### WORKING DATA
= = =
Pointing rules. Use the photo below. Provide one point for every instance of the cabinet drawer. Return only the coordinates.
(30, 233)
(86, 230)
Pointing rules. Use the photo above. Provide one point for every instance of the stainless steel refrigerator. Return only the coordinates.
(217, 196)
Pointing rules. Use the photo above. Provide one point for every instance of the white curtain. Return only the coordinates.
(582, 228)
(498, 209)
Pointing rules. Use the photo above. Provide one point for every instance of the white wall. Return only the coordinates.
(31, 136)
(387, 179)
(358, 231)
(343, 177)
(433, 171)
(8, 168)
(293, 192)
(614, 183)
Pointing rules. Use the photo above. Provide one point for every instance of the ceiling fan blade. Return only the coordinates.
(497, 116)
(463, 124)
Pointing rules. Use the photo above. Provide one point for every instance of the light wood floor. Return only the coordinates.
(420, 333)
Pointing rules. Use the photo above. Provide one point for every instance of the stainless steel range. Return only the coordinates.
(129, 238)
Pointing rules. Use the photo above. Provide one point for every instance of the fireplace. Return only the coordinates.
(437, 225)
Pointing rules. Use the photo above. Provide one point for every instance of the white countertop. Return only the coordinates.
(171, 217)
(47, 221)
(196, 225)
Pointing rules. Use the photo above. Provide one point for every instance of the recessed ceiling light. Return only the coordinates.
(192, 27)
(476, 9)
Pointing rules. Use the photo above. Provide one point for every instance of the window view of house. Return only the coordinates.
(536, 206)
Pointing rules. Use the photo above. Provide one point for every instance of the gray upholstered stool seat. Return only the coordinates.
= = =
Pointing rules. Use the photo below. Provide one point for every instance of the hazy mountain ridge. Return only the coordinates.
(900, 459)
= = =
### EXERCISE PROMPT
In the entries above, find the line with "range. Return only the coordinates." and the line with "seat. Return only the coordinates.", then set down exactly those two and every line between them, nothing else.

### ANSWER
Pointing rules. Use the photo above. Provide one point for every instance of the stainless steel range. Return only the coordinates.
(129, 238)
Pointing rules. Use the photo above. Provide one point for every instance of the fireplace. Return only the coordinates.
(437, 225)
Pointing rules. Use the photo above. Provide one point for every instance of the white countertop. Return only the coordinates.
(171, 217)
(47, 221)
(196, 225)
Pointing rules. Use the photo above. Provide one point for every instance of the recessed ceiling light. Return only the coordinates.
(192, 27)
(476, 9)
Pointing rules. Use the photo above. Provide one point for every instance of the window view of house. Return only the coordinates.
(536, 206)
Pointing rules. Use the photo above. Provide one point for every instance of the gray upholstered stool seat. Return only the coordinates.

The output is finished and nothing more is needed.